Records from a collection

"""

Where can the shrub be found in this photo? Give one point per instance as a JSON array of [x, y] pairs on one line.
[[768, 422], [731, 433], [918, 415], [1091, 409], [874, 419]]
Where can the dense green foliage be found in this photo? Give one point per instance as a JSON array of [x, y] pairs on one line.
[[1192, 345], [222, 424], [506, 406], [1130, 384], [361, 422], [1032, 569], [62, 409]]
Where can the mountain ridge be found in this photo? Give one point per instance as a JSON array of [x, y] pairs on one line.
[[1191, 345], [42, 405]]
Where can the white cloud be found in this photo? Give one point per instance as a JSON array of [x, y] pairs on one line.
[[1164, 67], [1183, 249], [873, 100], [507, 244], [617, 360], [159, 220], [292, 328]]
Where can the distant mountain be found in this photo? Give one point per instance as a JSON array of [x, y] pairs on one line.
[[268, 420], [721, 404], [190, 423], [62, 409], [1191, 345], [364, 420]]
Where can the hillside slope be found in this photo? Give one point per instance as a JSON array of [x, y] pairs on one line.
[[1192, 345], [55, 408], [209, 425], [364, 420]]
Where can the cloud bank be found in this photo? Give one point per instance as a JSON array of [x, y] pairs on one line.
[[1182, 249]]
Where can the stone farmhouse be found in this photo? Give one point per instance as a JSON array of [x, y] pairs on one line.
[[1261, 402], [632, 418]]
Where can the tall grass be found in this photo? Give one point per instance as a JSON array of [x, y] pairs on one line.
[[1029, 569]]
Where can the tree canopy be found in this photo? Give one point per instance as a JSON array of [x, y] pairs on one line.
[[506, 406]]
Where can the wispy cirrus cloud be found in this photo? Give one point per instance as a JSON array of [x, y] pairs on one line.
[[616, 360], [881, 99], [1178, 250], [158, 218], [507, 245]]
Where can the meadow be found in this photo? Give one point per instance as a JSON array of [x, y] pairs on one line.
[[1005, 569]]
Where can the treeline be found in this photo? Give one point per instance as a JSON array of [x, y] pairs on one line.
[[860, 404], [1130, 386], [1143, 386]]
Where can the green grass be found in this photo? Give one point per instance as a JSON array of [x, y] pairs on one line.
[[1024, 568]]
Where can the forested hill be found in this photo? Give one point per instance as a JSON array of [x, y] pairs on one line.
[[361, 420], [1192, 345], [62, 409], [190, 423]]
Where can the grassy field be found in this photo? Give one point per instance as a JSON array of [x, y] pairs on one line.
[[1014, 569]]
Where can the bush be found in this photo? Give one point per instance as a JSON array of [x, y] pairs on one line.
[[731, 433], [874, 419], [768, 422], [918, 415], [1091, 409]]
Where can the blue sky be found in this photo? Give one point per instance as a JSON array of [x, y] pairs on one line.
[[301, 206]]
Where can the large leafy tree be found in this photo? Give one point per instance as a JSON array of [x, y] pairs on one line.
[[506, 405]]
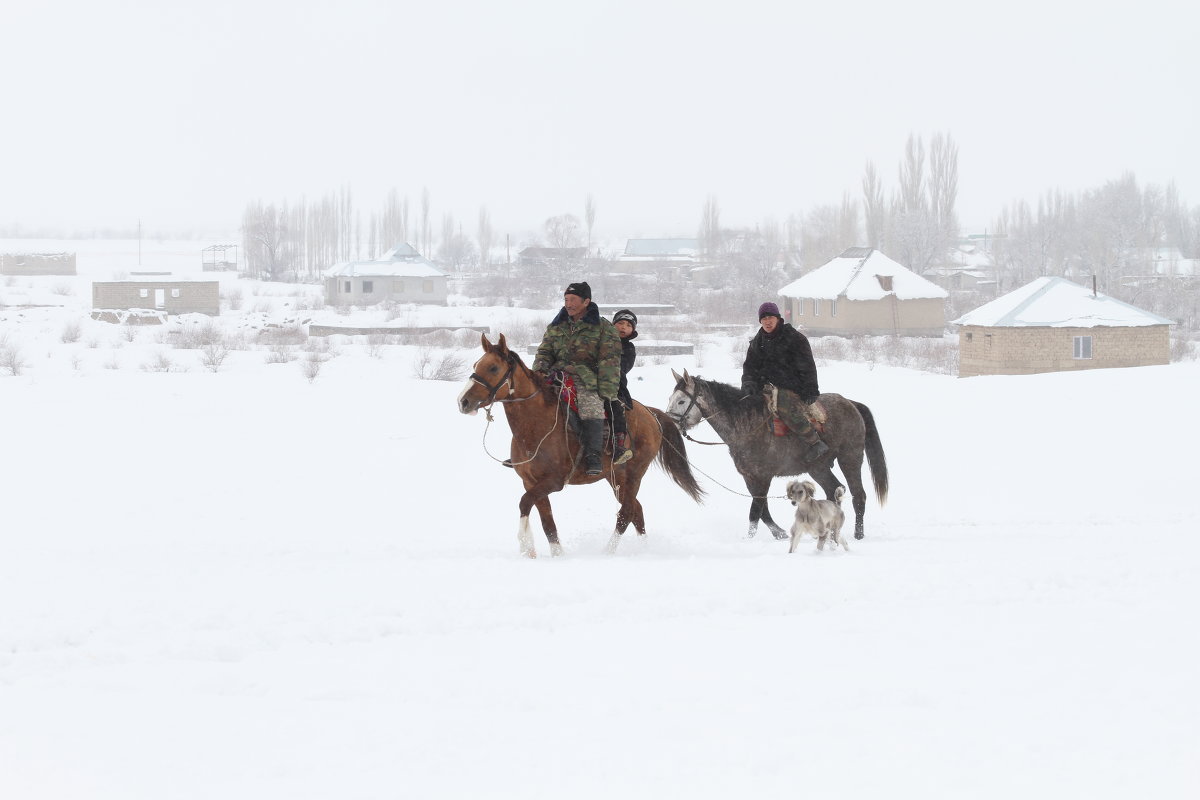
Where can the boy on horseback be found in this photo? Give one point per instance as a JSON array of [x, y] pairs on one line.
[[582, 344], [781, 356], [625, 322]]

"""

== PROBLEM ==
Format all of the records above as a two-column CSV whose header row reads "prompt,points", with one row per request: the request text under "prompt" and its answer under "points", each enclosed in double quotes with any line breaks replaced by spaces. Omit the pictures from the output.

== SOLVED EXERCISE ==
prompt,points
"Where can the shrub be found in this photo? Give one point per instance as a JSON array of [x, y] pairs on one line.","[[768, 422], [731, 433], [918, 415], [1091, 409], [874, 419]]"
"Where can the dense green foliage be found in this photo? Give one point per instance as a JSON array of [x, y] pairs on one line.","[[1192, 345], [222, 424], [506, 406], [1130, 384], [361, 422], [1032, 569], [62, 409]]"
"Where can the mountain ridge be found in this photo? Give one point per instance as a JSON array of [x, y] pairs on one line.","[[1191, 345], [42, 405]]"
"Where can the white cloud be found in this photo? Give one point per instance as a JSON array of [x, y] pairs on one line.","[[1164, 67], [1183, 249], [873, 100], [507, 244], [617, 360], [159, 220], [292, 328]]"
"Where can the distant mountain be found in this photo? Give one point per instance as a JSON array of [x, y] pairs on one line.","[[268, 420], [721, 404], [190, 423], [62, 409], [1191, 345], [364, 420]]"
"Where can the hillside slope be found in this photo? Give one point per instance as a JSON array of [x, y] pairs on one line.","[[1192, 345], [55, 408], [209, 425], [364, 420]]"
"Where can the cloud bank be found in this photo? Give one point per instance as a JSON array of [x, y] pairs on one line.","[[1182, 249]]"
"Where can the stone farmhouse be found in this photo? Give one point per instance as a JSON array of [x, y] pairs on one line.","[[1261, 402], [632, 418]]"
"Where can the tall grass be found in this photo? Give one point per instance as a JSON array of [x, y] pairs on one line.","[[1029, 569]]"
"Where can the tree canopy be found in this photo? Give one point per instance as a JSON array of [x, y] pairs on one line.","[[506, 406]]"
"Where can the wispy cirrus cloud be found in this photo? Give one point per instance as a JSON array of [x, y] pairs on one line.","[[616, 360], [881, 99], [1178, 250], [158, 218], [507, 245]]"
"Where can the meadow be found in this photo? Give one point per instance as a JSON array of [x, y] pairs on one line.","[[1005, 569]]"
"Where can the treeline be found in this photo? Give one point per instance as a JSON array of [x, y] pairs on one line.","[[860, 404], [1130, 386], [1143, 386]]"
"Where can the green grass be found in this photo? Give one point per instance as a JSON array of [x, y] pairs on one line.","[[1024, 568]]"
"Where can the forested hill be found in this photo? Give one point per instance as a JSON array of [x, y] pairs on one line.","[[361, 420], [1192, 345], [62, 409], [190, 423]]"
"Where can the grassy field be found in this photo? Give one point per instance as a JSON array of [x, y] pairs on one line.","[[1014, 569]]"
"Where can the bush be found in this photo? Give one point per instance as a JSON array of [x, y] pairs on one line.","[[731, 433], [874, 419], [768, 422], [918, 415], [1091, 409]]"
"Where can the blue sky be found in this photo? Give one point per instance as a JSON array of [x, y] pairs on one line.","[[301, 206]]"
"Where can the large leafy tree be found in this photo? Give one point per instance as a JSON array of [x, y] pairs on one line.","[[506, 405]]"
"Where can the boy on horseback be found in this photo? Give one point per instance as a JSON array of [x, y] pairs on one line.","[[582, 344], [781, 356], [625, 322]]"